From Home to Laboratory
Experimental and veterinary records, as well as research protocols and publications, were acquired by the Physicians Committee from public sources, and these were reviewed to determine what happens to the dogs in the experiments conducted at Wayne State University.
Dogs in these experiments are subjected to as many as four surgeries over a period of six to eight weeks, followed by weeks to months of exercising on a treadmill.
The records of the dogs named Freddie and Wilma, obtained from Wayne State, show that these dogs were unwilling to exercise on the treadmill, resulting in them being used for “practice” surgeries or other procedures, in which they were killed with little or no data being collected.
As illustrated by the veterinary records of the dogs named Rogue and Hazel, the first surgery involves making a large incision between the ribs and into the chest to expose the heart. Probes are then placed around the aorta and a coronary artery to measure blood flow. Another probe is stabbed directly into the heart to measure blood pressure.
A second major surgery usually follows about two weeks after the first, and in some experiments two additional surgeries are performed. By Wayne State’s own admission, one quarter of all of the dogs used in his hypertension experiment will be killed due to problems associated with the procedures. The 2008 version of the protocol titled “Integrative Cardiovascular Control During Exercise in Hypertension”—acquired by the Physicians Committee from Wayne State through the Michigan Freedom of Information Act—states: “We anticipate 25% instrumentation-barodenervation failure within the months of study that requires the animal to be withdrawn from a study and be euthanized.” However, all animals who make it through the full experiment will be killed as well.
If the dogs survive surgery, as many as 12 devices may be inserted in or around fragile blood vessels in the chest, abdomen, neck, and limbs, with wires and cables tunneled through the skin to be attached to monitors. Over time, these devices may cause strictures or erosions in the blood vessels, as illustrated by the hole worn through Rogue’s aorta, causing her to slowly bleed to death.
During the experiments, the dogs’ blood flow to their kidneys and/or the lower half of their bodies is occluded, causing hypertension. Heart failure is induced by rapid ventricular pacing using implanted electrodes. Dogs’ hearts are paced at 225 to 250 beats per minute (compared to the normal 70 to 120 beats per minute) for about four weeks to produce heart failure. Once heart failure is established, additional treadmill exercise experiments are performed. Protocols and veterinary records document that every dog used in Wayne State’s heart failure experiments dies, either from the surgeries, during the experiments (as when Rogue bled to death), when the probes or monitors become nonfunctional, or at the end of the experiment.

--- Information shown ---
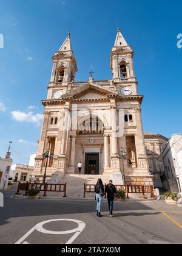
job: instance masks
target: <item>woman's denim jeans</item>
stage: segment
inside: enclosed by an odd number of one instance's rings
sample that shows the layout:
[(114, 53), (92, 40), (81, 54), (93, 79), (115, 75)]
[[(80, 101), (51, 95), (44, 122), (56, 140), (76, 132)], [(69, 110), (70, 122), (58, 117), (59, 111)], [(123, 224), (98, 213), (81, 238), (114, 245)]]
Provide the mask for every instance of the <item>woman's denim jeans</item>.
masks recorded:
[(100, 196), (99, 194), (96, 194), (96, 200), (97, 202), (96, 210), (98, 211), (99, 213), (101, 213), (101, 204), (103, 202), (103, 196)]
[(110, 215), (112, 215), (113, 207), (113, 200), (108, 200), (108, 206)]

--- Prompt 1 ---
In the text on the Wayne State dog experiments, at what rate were the dogs' hearts paced to produce heart failure?
--- Prompt 2 ---
Please reproduce word for word the part of the text on the Wayne State dog experiments that opens with the words containing "From Home to" and closes with "Wayne State University.".
--- Prompt 3 ---
Decide whether each statement agrees with the text on the Wayne State dog experiments, answering yes or no and quoting the deciding words: (a) The dogs named Freddie and Wilma were unwilling to exercise on the treadmill. (b) The 2008 protocol anticipated a 50% instrumentation-barodenervation failure rate. (c) Dogs that make it through the full experiment are kept alive afterward.

--- Result 1 ---
225 to 250 beats per minute, for about four weeks.

--- Result 2 ---
From Home to Laboratory
Experimental and veterinary records, as well as research protocols and publications, were acquired by the Physicians Committee from public sources, and these were reviewed to determine what happens to the dogs in the experiments conducted at Wayne State University.

--- Result 3 ---
(a) Yes: "these dogs were unwilling to exercise on the treadmill"
(b) No: "We anticipate 25% instrumentation-barodenervation failure"
(c) No: "all animals who make it through the full experiment will be killed as well"